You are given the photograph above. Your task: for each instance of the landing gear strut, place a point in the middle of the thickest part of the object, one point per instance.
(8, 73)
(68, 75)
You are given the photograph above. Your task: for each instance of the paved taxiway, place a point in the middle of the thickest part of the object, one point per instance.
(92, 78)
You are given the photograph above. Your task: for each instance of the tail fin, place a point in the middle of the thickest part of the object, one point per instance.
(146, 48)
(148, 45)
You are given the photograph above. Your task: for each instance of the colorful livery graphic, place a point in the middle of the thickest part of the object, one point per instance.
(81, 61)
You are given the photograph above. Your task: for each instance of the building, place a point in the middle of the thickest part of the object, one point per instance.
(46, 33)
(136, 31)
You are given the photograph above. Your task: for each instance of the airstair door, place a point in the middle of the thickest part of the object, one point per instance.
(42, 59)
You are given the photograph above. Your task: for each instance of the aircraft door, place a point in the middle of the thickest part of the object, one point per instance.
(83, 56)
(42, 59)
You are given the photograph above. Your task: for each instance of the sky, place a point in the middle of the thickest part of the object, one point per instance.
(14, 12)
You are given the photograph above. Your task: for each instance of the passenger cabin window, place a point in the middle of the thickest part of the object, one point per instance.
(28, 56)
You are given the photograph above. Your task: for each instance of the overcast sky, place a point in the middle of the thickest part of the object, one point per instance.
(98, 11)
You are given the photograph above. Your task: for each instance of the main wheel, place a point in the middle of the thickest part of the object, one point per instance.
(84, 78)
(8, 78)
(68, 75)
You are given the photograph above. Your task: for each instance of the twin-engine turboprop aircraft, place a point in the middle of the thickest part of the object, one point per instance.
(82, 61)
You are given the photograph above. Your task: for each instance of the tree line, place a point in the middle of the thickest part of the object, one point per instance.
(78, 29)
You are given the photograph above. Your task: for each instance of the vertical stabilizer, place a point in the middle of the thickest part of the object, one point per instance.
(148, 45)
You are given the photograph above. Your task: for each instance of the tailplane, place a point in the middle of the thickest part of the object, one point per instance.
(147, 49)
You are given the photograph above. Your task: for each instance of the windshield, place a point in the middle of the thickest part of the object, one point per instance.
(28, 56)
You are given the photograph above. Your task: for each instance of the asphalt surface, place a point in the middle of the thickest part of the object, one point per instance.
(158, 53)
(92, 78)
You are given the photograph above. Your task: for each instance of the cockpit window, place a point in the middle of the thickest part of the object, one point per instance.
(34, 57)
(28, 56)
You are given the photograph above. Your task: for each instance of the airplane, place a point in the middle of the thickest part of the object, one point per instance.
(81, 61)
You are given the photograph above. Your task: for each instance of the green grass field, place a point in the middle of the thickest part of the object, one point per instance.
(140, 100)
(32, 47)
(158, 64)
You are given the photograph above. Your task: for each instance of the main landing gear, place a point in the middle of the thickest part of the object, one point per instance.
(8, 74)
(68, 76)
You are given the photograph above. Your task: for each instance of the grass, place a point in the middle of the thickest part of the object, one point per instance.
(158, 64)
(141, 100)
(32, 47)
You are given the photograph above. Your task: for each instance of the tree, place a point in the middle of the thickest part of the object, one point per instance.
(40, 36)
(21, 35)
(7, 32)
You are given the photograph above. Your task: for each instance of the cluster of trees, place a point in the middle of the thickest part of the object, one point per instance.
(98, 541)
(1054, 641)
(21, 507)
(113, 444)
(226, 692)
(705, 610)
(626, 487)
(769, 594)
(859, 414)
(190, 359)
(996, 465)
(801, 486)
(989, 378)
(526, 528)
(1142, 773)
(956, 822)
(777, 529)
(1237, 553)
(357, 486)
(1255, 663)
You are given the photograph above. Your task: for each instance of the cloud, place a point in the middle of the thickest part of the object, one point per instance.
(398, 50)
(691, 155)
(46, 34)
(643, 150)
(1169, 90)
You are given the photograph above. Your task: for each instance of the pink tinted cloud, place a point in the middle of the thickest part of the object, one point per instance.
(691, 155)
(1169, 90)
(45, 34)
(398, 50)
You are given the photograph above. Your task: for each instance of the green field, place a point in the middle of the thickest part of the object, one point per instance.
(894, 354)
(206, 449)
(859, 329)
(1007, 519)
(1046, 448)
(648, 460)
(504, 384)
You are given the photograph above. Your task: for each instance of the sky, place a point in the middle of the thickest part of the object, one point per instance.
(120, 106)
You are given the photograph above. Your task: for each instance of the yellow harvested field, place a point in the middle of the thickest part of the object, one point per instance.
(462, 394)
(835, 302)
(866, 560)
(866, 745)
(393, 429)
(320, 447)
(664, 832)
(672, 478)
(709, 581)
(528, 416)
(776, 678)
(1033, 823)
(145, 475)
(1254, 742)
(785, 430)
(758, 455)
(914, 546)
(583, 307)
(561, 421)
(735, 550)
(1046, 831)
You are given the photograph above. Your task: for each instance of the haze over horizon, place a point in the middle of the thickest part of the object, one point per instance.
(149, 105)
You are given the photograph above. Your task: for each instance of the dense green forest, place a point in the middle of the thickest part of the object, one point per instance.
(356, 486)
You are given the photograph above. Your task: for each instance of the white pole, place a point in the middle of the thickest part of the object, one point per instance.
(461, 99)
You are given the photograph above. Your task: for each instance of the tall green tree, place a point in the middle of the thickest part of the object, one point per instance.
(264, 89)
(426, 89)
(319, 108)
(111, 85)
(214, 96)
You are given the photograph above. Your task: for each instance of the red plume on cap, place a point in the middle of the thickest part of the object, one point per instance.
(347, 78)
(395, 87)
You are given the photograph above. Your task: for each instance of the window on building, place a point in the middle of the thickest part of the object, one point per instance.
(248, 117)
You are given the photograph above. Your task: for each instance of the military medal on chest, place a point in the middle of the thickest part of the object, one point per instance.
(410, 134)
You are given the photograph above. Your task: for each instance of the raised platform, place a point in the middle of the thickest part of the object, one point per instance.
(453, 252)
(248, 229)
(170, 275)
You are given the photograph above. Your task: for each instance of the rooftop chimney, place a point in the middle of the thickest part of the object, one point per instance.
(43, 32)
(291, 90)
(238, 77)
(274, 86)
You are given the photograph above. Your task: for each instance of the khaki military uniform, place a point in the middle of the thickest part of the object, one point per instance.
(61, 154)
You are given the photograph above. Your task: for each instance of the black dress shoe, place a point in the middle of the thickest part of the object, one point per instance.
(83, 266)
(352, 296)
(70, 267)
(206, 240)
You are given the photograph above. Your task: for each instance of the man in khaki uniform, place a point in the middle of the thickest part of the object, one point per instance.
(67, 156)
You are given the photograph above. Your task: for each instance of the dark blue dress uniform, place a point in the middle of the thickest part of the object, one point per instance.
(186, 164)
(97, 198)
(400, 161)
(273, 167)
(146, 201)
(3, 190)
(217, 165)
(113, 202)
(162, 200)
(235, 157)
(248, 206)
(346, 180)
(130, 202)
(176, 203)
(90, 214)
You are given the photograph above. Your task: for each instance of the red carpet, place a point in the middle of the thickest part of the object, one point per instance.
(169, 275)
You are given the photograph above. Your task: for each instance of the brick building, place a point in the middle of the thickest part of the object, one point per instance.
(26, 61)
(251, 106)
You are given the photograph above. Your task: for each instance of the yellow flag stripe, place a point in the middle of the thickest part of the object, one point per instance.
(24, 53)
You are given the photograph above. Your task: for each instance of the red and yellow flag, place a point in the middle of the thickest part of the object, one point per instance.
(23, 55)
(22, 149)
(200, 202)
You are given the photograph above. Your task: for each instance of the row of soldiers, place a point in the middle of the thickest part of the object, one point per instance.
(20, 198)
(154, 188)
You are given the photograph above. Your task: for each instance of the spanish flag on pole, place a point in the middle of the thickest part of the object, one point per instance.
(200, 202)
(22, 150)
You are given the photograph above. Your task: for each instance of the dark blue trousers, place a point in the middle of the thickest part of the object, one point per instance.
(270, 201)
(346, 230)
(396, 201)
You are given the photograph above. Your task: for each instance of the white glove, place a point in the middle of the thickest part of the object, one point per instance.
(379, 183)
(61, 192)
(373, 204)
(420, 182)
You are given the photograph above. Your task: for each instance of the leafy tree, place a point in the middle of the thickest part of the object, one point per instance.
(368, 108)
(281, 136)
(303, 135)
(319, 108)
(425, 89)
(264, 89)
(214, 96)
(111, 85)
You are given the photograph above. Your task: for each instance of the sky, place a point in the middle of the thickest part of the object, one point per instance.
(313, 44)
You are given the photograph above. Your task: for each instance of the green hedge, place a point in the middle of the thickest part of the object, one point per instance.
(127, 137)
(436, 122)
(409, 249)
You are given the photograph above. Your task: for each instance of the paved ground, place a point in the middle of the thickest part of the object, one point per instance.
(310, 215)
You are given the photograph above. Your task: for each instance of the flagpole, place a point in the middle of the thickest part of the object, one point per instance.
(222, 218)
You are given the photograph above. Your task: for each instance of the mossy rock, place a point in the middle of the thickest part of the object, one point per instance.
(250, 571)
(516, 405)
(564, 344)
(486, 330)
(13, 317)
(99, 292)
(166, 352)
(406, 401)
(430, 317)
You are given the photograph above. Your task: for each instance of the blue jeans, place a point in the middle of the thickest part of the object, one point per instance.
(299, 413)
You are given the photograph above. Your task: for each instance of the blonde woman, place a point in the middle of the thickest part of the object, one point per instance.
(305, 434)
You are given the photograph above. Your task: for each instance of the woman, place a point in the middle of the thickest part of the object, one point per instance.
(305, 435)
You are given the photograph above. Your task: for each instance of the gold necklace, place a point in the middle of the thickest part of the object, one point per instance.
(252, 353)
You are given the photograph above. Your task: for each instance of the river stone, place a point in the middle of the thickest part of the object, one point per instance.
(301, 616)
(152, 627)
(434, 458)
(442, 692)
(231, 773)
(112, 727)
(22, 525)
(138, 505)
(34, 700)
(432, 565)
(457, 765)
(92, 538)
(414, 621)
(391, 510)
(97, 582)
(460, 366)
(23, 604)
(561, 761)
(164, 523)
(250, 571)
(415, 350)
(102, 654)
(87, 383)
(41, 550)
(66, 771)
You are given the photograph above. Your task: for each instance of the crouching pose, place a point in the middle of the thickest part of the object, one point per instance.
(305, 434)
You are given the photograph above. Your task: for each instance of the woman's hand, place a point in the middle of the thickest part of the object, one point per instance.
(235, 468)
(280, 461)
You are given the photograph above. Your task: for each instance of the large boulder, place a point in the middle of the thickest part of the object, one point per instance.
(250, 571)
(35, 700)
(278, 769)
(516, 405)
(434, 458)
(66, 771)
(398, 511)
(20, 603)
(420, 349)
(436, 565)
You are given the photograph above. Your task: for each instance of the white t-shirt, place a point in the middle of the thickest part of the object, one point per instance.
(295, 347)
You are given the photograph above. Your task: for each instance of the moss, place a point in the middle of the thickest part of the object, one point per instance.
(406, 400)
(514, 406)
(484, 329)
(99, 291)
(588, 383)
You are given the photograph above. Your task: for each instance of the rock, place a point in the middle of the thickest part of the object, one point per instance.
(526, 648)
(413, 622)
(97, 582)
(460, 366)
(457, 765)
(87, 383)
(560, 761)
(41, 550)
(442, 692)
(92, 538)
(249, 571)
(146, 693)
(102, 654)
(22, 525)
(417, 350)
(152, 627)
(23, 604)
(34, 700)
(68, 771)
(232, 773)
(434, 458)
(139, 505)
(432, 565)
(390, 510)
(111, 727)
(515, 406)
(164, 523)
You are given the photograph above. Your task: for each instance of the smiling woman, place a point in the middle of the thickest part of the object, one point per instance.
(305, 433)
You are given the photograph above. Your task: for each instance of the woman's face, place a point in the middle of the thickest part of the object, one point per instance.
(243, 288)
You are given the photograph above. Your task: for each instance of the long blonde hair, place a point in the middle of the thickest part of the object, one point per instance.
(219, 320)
======
_REQUIREMENT_
From the line holding "white t-shirt, place" down to the final line above, quote every line exactly and only those lines.

_TASK RESPONSE_
You are given the photograph above. Your task: for each instance of the white t-shirt, place a point in the middle of the thickest part of the object, one point per instance.
(295, 347)
You are given the photograph above. Your task: for each instance of the moss, place a point in the middle of the thickest part of the object, one point per instance.
(406, 400)
(514, 406)
(484, 329)
(99, 291)
(588, 383)
You are given the photograph above. Your task: for each instance of the rock, place a point in the middle of the thickest part of the object, one point per instance.
(526, 648)
(413, 622)
(97, 582)
(460, 366)
(457, 765)
(87, 383)
(560, 761)
(41, 550)
(442, 692)
(92, 538)
(249, 571)
(146, 693)
(102, 654)
(22, 525)
(417, 350)
(152, 627)
(23, 604)
(34, 700)
(68, 771)
(232, 773)
(434, 458)
(139, 505)
(432, 565)
(390, 510)
(111, 727)
(515, 406)
(164, 523)
You are given the photograph above. Your task: for each instance of the smiling woman, place a point in the middle of the thickest part of the object, one point per instance.
(305, 433)
You are given the photograph above. Your task: for each instance of the woman's face, place a point in the middle of the thickest part of the object, one point per instance.
(243, 288)
You are given the photograph above. Your task: for each instance of the long blonde hair, place a point in the middle of the thickest part of the object, one point per instance.
(219, 320)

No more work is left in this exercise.